What the exercise asks
Swap every "evaluation" in the records below for "assessment", then write out all the records again with nothing else altered.

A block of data
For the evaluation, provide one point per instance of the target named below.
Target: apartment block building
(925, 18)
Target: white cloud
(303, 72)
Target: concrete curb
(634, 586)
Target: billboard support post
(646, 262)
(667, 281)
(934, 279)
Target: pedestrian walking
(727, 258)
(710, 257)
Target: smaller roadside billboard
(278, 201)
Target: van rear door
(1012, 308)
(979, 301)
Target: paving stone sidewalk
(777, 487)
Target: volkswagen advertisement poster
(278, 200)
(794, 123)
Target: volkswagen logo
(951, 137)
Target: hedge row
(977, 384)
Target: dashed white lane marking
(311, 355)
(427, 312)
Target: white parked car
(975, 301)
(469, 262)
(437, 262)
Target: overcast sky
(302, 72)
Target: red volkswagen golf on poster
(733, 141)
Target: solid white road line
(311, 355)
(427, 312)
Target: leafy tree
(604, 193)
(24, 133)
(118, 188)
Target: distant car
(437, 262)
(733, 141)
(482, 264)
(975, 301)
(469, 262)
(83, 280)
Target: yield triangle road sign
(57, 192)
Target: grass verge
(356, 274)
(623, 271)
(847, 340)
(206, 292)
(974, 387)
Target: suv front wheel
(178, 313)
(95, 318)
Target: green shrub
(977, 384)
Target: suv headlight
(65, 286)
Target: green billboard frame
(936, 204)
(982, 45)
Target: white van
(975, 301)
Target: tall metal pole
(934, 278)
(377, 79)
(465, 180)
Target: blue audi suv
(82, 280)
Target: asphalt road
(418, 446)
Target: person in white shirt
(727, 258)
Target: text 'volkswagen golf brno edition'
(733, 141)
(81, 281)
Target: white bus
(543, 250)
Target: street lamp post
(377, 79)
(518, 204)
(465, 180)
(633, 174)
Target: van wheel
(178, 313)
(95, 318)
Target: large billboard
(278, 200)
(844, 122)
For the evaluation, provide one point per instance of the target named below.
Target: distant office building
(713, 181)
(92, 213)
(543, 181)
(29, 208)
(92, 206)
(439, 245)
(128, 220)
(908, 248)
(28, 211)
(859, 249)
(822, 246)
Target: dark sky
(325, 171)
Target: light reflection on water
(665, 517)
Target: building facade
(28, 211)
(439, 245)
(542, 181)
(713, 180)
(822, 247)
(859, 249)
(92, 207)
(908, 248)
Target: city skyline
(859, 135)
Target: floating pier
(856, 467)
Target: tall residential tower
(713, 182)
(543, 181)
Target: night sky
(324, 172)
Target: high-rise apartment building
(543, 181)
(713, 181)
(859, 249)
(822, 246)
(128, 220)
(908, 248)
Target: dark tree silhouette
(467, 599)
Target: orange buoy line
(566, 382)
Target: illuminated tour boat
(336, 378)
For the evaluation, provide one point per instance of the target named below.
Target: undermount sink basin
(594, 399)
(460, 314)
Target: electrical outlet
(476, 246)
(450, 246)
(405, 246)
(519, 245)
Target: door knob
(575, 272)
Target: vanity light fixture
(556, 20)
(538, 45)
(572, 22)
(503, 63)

Reply to the exercise
For the assessment, provide one point per instance of the target named below.
Target: apartment block building
(925, 18)
Target: white cloud
(303, 72)
Target: concrete curb
(634, 586)
Target: billboard support post
(646, 262)
(667, 281)
(934, 279)
Target: pedestrian walking
(727, 258)
(710, 257)
Target: smaller roadside billboard
(278, 201)
Target: van rear door
(1012, 308)
(979, 301)
Target: paving stone sidewalk
(777, 487)
Target: volkswagen advertisement poster
(278, 200)
(794, 123)
Target: volkswagen logo
(951, 137)
Target: hedge row
(977, 384)
Target: dashed white lane marking
(311, 355)
(427, 312)
Target: white parked car
(975, 301)
(469, 262)
(437, 262)
Target: overcast sky
(302, 72)
Target: red volkswagen golf on poster
(733, 141)
Target: solid white road line
(311, 355)
(427, 312)
Target: leafy tree
(604, 193)
(24, 133)
(118, 188)
Target: distant car
(437, 262)
(733, 141)
(482, 264)
(975, 301)
(469, 262)
(83, 280)
Target: yield triangle road sign
(57, 192)
Target: grass verge
(356, 274)
(623, 271)
(847, 340)
(206, 292)
(974, 387)
Target: suv front wheel
(178, 313)
(95, 318)
Target: green shrub
(977, 384)
Target: suv headlight
(65, 286)
Target: green billboard frame
(936, 204)
(982, 45)
Target: white van
(975, 301)
Target: tall metal pole
(934, 278)
(377, 79)
(465, 180)
Target: blue audi suv
(82, 280)
Target: asphalt road
(418, 446)
Target: person in white shirt
(727, 258)
Target: text 'volkswagen golf brno edition'
(733, 141)
(81, 281)
Target: white bus
(543, 250)
Target: street lamp post
(377, 79)
(518, 204)
(465, 180)
(633, 174)
Target: van wheel
(178, 313)
(95, 318)
Target: large billboard
(278, 200)
(844, 122)
For the assessment, provide one point per instance of the target named below.
Target: distant office building
(713, 181)
(92, 213)
(543, 181)
(29, 208)
(92, 206)
(439, 245)
(128, 220)
(908, 248)
(28, 211)
(859, 249)
(822, 246)
Target: dark sky
(325, 171)
Target: light reflection on water
(665, 517)
Target: building facade
(28, 211)
(439, 245)
(542, 181)
(713, 180)
(822, 247)
(859, 249)
(92, 207)
(908, 248)
Target: city skyline
(859, 135)
Target: floating pier
(856, 467)
Target: tall residential tower
(713, 182)
(543, 181)
Target: night sky
(324, 172)
Target: high-rise apartment building
(543, 181)
(713, 181)
(859, 249)
(822, 246)
(128, 220)
(908, 248)
Target: dark tree silhouette
(467, 599)
Target: orange buoy line
(566, 382)
Target: illuminated tour boat
(336, 378)
For the assessment, provide one point per instance of the target named below.
Target: undermount sink basin
(594, 399)
(460, 314)
Target: electrical outlet
(476, 246)
(450, 246)
(405, 246)
(519, 245)
Target: door knob
(575, 272)
Target: vanity light fixture
(556, 20)
(538, 45)
(572, 22)
(503, 63)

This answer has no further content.